## [What is asked]
#1 In the motion primitives abstract, how many degrees of freedom does the robot arm used in the experiments have?
#2 Go on with the abstract about modeling robot motion primitives, writing what comes after its last sentence.

## [Text section]
------------------------------------------------------------

Stochastic modeling of motion primitives is a well-developed approach to representing demonstrated motions. Such models have been used in kinematic motion recognizers and synthesizers due to their compact representation of types of high-dimensional motions. They allow robots to synthesize their own motions that is kinematically similar to the demonstrated motions. However, when the robots execute a task during physically interacting with the environment, the robots are required to control the dynamical properties such as contact forces in the similar fashion to demonstrated executions. To achieve this goal, the stochastic model needs to be extended to represent both the kinematics and the dynamics of the demonstrations, and subsequently synthesize motions with physical consistency according to this representation. In this paper, we propose a novel approach to encoding sequences of joint angles and joint torques into a hidden Markov model (HMM). Subsequently, joint torques that satisfy the physical constraints of the equations of motion are generated from the HMM by using a sampling method. These joint torques enable a robot to perform motions kinematically similar to training demonstrations and to control its contact with the environment. Experiments on a robot arm with seven degrees of freedom demonstrate the validity of the proposed approach.

------------------------------------------------------------

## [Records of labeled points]
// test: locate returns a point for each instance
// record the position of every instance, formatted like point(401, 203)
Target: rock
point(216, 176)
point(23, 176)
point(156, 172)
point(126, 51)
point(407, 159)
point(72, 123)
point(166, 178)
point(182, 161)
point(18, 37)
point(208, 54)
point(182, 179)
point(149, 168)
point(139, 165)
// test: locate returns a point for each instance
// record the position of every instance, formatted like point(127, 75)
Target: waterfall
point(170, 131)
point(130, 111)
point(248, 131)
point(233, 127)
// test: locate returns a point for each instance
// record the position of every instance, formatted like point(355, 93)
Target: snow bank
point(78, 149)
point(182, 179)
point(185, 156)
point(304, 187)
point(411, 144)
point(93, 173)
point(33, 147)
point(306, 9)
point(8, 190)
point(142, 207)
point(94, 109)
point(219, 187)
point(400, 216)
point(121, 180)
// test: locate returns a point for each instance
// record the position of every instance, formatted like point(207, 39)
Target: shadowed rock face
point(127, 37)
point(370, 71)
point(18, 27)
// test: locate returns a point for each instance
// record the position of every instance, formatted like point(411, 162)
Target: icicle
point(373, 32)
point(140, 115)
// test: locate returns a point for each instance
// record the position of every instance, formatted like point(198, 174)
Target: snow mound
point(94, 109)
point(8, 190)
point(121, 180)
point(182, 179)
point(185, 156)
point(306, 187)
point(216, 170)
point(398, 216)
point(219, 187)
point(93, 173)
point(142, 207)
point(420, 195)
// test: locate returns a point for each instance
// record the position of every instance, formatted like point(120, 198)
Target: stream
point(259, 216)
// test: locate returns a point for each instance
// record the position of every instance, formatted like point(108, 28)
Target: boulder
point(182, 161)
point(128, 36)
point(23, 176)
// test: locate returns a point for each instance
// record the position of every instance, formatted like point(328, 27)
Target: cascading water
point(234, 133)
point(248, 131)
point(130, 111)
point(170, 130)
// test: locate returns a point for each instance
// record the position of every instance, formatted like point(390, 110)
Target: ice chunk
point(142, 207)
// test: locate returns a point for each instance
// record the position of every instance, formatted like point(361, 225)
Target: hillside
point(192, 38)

------------------------------------------------------------

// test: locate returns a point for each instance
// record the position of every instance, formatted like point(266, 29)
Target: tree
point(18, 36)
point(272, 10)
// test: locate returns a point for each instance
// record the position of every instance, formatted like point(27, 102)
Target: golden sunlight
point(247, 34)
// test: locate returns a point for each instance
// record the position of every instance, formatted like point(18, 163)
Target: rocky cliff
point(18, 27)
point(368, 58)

------------------------------------------------------------

## [Answers to each task]
#1 Seven.

#2
## Keywords

Stochastic model Motion control Physical consistency## 1 Introduction

Robots are required to perform complex motions and to adapt to their environments. Programming robots with large degrees of freedom to execute motions is time consuming, and transferring the programmed motions to new environments is difficult. A compact representation of motion primitives and their adaptation to new environments are important problems that need to be solved in order to integrate robots into our daily lives.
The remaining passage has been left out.